* **ФРАГМЕНТ ТЕКСТА**:
━━━━━━━━━━━━━━━━━━━━━━━━━━━━━━
#  > > >  >  > Форум >  > > >  >  > Контакты >  > > >  >  > Буддийские центры >  > > >  >  >  Где общаться с буддистами в Санкт- Петербурге?

## Серж

Может кто может подсказать, где есть в Петербурге Буддийские общины, в которых можно пообщаться с буддистами в живую? Если кто знает и подскажет, большое спасибо.   :Smilie:

----------


## Константин_К.

А Вы заходите в дацан (буддийский храм), что на Приморском пр., у ст. метро "Старая деревня" в субботу или воскресенье часов в шесть-семь вечера - и увидите сразу буддистов разных традиций.
В лекционном зале восле столовой, что внизу, лекции читает ачаан Чатри - это традиция тхеравада. А в столовой и в самом храме можно увидеть буддистов и монахов традиции ваджраяна.

----------


## Константин_К.

А вот тут стрелки забиваются. Есть представители и Дзен и Дзогчен.
http://buddhist.ru/board/showthread.php?t=2945

И всё совершенно вживую  :Smilie: 



Удачи!
━━━━━━━━━━━━━━━━━━━━━━━━━━━━━━
* **ЗАДАНИЕ A**: Перепишите без изменений все строки записей, приведённых ниже.
━━━━━━━━━━━━━━━━━━━━━━━━━━━━━━
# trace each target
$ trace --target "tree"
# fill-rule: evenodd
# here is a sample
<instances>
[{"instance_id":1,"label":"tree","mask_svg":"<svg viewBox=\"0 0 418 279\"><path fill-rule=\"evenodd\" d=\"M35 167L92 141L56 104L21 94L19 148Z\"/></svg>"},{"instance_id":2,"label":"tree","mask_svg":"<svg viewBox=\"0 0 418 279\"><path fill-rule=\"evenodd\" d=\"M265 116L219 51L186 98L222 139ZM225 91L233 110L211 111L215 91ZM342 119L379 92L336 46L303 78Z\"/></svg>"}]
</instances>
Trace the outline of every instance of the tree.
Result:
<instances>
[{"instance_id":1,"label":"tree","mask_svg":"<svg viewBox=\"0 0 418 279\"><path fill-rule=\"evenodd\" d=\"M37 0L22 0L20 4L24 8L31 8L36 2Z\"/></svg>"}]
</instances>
━━━━━━━━━━━━━━━━━━━━━━━━━━━━━━
* **ЗАДАНИЕ B**: Где находится дацан, по словам участника обсуждения на форуме выше?

* **РЕЗУЛЬТАТ A**:
# trace each target
$ trace --target "tree"
# fill-rule: evenodd
# here is a sample
<instances>
[{"instance_id":1,"label":"tree","mask_svg":"<svg viewBox=\"0 0 418 279\"><path fill-rule=\"evenodd\" d=\"M35 167L92 141L56 104L21 94L19 148Z\"/></svg>"},{"instance_id":2,"label":"tree","mask_svg":"<svg viewBox=\"0 0 418 279\"><path fill-rule=\"evenodd\" d=\"M265 116L219 51L186 98L222 139ZM225 91L233 110L211 111L215 91ZM342 119L379 92L336 46L303 78Z\"/></svg>"}]
</instances>
Trace the outline of every instance of the tree.
Result:
<instances>
[{"instance_id":1,"label":"tree","mask_svg":"<svg viewBox=\"0 0 418 279\"><path fill-rule=\"evenodd\" d=\"M37 0L22 0L20 4L24 8L31 8L36 2Z\"/></svg>"}]
</instances>

* **РЕЗУЛЬТАТ B**: На Приморском проспекте, у станции метро «Старая деревня».